Quoted passage =>

******

Performance with individual inserts


#1

I have noticed poor select performance on our MapD table compared to MySQL, particularly when doing individual inserts. I understand individual inserts cause a lot of extra metadata to be generated that has to be read from disk occasionally when doing other selects and that it’s recommended to use bulk inserts instead.

I could not find much in the documentation on this metadata except for this forum post:

Questions:

  1. Over a period of time with many inserts (both bulk or individual) will table performance continue to degrade as more metadata is generated? Is there a way to cleanup/compact this metadata so MapD treats the table as if all data was just bulk inserted again?

  2. If we want data to continue to stream in regularly all day what would be best? Let’s assume 1000 rows per second come in. What would be best:
    a) Individual insert for each and every row.
    b) Batching up 1000 rows and inserting bulk once per second.
    c) Batching up X rows and inserting bulk once per Y (please guide on X and Y here, or the thinking and reasoning behind choosing X and Y).

  3. Why does a second select operation after the first one cause delayed performance on a system where the entire table can fit into GPU memory?

******

Records supplied =>
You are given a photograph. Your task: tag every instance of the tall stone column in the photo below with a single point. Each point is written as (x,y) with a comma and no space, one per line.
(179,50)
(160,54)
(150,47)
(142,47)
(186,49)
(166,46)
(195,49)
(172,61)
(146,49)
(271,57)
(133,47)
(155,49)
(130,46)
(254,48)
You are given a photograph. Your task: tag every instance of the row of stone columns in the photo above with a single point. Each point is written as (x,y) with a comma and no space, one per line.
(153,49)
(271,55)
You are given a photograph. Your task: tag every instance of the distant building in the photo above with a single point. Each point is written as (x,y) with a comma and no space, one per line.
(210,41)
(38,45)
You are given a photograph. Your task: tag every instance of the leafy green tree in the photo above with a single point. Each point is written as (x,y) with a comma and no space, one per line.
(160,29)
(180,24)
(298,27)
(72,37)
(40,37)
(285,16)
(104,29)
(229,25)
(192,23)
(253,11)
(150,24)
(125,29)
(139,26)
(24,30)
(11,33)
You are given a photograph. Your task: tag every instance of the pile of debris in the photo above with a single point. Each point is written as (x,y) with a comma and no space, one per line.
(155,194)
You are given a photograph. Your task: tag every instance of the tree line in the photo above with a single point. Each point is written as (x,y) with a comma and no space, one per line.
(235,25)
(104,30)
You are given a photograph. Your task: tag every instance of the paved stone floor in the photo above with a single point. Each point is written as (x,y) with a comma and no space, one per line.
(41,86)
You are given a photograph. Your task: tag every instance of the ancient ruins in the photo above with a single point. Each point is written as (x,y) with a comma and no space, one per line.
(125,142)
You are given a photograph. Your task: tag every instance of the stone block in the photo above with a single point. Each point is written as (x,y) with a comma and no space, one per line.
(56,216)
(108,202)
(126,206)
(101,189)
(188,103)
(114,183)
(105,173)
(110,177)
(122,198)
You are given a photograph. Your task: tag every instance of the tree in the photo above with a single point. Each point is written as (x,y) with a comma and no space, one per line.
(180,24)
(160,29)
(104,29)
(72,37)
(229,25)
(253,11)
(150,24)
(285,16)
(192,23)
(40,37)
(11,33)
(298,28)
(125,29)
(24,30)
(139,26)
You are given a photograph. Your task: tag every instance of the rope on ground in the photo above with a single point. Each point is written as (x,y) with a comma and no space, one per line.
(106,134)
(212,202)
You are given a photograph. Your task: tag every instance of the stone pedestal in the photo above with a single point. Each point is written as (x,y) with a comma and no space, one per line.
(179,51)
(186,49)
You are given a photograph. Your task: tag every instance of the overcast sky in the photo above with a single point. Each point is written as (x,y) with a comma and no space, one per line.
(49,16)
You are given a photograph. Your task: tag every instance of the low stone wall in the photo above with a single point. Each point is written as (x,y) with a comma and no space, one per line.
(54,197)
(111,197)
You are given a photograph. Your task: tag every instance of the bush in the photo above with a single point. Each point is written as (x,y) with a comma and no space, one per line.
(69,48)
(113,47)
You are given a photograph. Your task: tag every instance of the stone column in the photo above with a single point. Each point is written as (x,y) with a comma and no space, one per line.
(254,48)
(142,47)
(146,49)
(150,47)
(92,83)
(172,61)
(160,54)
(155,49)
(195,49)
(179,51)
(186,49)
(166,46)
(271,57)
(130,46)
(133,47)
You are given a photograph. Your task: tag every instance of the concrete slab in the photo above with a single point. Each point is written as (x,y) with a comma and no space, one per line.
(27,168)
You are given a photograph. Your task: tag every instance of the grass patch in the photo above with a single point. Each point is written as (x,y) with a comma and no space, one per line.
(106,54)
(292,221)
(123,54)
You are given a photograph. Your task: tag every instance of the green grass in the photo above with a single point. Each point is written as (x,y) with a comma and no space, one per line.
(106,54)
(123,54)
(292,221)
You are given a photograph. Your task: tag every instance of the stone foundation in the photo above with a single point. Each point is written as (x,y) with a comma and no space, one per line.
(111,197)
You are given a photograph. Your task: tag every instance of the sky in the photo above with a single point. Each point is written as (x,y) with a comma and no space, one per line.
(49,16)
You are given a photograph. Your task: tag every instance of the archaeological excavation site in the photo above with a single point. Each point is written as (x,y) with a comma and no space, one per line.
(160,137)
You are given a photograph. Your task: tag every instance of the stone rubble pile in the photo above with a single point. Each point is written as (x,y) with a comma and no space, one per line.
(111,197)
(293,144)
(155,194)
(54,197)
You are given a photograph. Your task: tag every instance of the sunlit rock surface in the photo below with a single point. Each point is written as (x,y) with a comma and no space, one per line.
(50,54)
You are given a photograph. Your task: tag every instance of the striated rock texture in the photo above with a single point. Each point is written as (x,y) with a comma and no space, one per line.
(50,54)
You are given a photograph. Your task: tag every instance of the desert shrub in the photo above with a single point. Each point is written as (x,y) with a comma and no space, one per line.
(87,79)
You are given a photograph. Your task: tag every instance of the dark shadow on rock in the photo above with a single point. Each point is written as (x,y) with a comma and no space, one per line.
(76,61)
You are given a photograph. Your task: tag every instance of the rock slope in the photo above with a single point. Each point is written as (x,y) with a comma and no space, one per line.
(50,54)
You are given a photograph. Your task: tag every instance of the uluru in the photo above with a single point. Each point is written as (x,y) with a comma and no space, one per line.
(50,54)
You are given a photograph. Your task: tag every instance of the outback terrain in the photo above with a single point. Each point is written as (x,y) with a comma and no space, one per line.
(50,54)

******

Exercise set =>
A: From the forum post on MapD insert performance, quote the passage between "2. If we want" and "once per second.", inclusive.
B: Translate this sentence from the forum post on MapD insert performance into Spanish: "I have noticed poor select performance on our MapD table compared to MySQL, particularly when doing individual inserts."
C: In the forum post on MapD insert performance, what rate of incoming data does the writer ask readers to assume?

Answers to each task =>
A:
2. If we want data to continue to stream in regularly all day what would be best? Let’s assume 1000 rows per second come in. What would be best:
    a) Individual insert for each and every row.
    b) Batching up 1000 rows and inserting bulk once per second.

B: He notado un rendimiento deficiente de las consultas select en nuestra tabla de MapD en comparación con MySQL, sobre todo al hacer inserciones individuales.

C: 1000 rows per second.